Task description — Please copy every line of the records below that holds the word "spool".

──────

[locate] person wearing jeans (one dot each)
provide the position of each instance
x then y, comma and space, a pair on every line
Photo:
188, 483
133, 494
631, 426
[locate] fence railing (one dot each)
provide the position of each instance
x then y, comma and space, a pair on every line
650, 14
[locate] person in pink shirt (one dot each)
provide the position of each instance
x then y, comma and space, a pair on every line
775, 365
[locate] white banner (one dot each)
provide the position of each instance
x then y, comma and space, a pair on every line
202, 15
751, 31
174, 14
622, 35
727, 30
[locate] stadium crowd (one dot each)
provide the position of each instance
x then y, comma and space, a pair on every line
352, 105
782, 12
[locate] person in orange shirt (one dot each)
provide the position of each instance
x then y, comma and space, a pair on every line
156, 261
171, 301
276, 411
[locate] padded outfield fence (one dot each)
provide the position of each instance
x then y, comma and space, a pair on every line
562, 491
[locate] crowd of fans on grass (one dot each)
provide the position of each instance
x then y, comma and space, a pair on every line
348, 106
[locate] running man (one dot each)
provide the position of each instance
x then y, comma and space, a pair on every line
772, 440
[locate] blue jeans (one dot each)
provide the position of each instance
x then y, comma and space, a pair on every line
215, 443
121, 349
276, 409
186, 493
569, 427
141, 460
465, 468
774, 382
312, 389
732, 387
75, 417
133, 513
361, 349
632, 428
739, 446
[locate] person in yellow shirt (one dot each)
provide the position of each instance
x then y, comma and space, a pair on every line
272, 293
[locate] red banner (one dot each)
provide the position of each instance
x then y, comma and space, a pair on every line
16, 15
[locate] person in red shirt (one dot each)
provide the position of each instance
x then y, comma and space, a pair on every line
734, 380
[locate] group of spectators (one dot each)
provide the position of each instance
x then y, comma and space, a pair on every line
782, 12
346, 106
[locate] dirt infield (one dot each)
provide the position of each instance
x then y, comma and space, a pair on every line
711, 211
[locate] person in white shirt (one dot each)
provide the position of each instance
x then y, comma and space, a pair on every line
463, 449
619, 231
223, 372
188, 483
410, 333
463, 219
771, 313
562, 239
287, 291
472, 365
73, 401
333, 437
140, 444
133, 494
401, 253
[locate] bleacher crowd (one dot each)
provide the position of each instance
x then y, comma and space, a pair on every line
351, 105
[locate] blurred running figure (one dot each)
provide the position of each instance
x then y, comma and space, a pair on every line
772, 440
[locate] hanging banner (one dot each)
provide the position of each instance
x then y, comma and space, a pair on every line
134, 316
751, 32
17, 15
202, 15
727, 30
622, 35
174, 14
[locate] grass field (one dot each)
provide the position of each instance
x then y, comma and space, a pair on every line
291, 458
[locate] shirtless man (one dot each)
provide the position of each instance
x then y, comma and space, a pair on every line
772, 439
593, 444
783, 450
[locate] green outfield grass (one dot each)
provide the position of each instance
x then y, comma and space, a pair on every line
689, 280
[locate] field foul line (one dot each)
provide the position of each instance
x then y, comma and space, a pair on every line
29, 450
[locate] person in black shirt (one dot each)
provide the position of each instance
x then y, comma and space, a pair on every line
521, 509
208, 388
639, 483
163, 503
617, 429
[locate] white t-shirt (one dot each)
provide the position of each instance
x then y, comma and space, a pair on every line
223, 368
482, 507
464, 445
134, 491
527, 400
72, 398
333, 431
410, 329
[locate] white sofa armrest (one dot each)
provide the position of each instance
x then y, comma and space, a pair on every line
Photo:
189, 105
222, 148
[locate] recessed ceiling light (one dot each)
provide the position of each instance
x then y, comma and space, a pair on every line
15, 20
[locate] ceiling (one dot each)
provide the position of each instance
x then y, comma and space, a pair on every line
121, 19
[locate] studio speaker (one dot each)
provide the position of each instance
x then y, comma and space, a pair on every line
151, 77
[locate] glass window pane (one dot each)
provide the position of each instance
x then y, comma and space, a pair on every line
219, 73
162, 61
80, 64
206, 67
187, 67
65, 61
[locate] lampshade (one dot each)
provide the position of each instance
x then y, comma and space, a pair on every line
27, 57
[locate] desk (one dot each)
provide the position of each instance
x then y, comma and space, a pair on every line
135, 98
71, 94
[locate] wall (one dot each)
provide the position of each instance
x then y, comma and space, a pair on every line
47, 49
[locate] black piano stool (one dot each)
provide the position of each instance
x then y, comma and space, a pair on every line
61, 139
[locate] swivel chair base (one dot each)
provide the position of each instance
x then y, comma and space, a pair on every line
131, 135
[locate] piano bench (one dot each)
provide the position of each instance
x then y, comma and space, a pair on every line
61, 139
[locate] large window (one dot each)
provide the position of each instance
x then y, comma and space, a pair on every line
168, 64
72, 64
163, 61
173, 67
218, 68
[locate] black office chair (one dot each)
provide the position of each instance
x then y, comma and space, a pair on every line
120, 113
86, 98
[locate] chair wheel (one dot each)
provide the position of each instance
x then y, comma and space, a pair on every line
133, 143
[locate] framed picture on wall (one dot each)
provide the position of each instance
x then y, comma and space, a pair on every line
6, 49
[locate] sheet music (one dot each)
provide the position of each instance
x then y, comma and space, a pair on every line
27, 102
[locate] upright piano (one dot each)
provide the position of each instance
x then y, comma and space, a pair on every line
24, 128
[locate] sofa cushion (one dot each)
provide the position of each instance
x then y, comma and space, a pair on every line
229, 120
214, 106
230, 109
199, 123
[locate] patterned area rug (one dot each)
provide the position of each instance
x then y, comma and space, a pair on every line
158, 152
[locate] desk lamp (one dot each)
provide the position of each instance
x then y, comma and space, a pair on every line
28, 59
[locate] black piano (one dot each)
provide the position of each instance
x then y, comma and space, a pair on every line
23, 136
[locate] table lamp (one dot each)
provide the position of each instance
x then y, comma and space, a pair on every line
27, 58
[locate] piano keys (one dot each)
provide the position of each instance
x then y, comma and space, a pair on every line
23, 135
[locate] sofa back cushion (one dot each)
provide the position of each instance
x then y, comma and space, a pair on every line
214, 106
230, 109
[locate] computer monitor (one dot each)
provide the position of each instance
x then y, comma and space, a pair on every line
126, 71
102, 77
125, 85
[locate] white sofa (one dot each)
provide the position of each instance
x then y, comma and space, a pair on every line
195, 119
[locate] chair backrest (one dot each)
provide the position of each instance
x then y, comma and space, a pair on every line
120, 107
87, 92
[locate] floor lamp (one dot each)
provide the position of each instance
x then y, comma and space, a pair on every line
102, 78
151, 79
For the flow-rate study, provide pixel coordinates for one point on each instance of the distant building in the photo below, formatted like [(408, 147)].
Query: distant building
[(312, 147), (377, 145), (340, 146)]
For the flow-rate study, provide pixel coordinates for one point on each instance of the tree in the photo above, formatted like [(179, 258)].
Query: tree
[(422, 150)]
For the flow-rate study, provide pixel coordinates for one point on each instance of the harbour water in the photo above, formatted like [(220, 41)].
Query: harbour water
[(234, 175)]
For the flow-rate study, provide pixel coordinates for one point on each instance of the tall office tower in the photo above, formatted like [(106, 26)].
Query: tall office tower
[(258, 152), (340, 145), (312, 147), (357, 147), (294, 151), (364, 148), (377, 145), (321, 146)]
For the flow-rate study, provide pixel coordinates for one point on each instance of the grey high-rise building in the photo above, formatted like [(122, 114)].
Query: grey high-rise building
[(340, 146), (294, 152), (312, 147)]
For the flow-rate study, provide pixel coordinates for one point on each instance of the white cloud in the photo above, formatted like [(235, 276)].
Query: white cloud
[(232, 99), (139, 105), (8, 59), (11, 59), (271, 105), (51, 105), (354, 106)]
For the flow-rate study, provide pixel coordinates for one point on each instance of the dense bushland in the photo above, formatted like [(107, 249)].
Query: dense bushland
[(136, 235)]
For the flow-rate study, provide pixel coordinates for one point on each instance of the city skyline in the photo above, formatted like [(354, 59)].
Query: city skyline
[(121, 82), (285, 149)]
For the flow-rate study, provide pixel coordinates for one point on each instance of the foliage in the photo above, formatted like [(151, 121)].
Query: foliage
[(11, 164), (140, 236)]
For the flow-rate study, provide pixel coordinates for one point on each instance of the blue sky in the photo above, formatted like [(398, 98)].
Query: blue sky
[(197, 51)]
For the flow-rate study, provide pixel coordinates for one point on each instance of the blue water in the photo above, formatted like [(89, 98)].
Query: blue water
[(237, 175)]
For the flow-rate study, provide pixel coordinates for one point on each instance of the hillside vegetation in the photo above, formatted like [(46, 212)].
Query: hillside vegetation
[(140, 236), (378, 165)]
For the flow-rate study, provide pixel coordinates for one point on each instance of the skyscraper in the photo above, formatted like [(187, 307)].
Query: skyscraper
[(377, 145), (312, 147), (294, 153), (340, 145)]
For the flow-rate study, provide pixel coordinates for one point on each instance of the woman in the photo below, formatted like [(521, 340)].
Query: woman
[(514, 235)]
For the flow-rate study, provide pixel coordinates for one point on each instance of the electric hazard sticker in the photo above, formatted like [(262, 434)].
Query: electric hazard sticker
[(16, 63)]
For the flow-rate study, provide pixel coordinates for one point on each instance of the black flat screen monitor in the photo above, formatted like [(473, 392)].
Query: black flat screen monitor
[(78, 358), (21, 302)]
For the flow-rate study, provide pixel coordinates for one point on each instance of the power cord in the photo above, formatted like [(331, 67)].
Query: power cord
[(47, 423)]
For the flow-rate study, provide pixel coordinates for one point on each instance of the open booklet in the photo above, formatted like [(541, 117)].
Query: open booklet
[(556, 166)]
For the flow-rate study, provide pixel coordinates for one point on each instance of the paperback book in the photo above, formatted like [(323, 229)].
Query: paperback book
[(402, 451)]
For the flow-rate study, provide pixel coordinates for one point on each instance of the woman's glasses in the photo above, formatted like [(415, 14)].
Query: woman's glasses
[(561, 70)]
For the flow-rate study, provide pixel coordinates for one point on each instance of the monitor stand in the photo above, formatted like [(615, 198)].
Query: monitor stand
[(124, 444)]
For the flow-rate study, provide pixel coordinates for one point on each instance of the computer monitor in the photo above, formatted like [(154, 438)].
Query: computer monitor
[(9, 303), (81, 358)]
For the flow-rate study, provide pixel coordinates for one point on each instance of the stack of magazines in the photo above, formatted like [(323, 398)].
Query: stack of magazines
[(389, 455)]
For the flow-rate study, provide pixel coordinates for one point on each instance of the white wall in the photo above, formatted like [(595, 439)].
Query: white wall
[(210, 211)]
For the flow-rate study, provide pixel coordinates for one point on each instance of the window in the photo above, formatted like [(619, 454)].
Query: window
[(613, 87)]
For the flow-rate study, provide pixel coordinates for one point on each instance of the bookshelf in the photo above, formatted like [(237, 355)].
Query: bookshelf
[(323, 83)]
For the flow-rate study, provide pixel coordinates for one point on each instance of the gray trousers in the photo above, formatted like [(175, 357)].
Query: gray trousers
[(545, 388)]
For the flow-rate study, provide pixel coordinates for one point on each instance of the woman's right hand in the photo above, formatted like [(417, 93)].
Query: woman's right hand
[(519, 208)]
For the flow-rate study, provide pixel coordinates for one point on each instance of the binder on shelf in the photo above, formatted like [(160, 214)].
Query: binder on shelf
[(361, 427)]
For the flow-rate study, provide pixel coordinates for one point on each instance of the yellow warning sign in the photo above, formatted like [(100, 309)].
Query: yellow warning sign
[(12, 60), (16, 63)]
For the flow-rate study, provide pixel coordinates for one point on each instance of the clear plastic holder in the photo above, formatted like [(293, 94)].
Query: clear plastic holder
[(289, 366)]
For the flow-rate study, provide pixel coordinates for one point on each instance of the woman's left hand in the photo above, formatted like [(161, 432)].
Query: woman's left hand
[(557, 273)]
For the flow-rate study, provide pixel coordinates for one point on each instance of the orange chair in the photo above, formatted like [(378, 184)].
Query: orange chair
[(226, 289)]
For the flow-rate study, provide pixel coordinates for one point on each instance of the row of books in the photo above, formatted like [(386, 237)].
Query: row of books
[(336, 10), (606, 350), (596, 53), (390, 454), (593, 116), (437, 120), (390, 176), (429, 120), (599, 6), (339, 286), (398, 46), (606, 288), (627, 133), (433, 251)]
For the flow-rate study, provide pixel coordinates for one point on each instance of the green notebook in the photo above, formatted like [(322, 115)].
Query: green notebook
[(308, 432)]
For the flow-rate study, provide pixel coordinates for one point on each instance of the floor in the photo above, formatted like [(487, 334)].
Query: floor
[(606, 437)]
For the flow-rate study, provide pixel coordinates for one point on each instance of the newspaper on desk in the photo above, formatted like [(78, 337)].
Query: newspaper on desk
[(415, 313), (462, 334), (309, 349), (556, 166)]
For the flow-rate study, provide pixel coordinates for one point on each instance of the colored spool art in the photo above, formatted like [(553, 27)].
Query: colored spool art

──────

Answer for the task —
For the flow-rate study, provide pixel coordinates for one point on each instance of the colored spool art in the photo above, formatted like [(553, 27)].
Query: colored spool art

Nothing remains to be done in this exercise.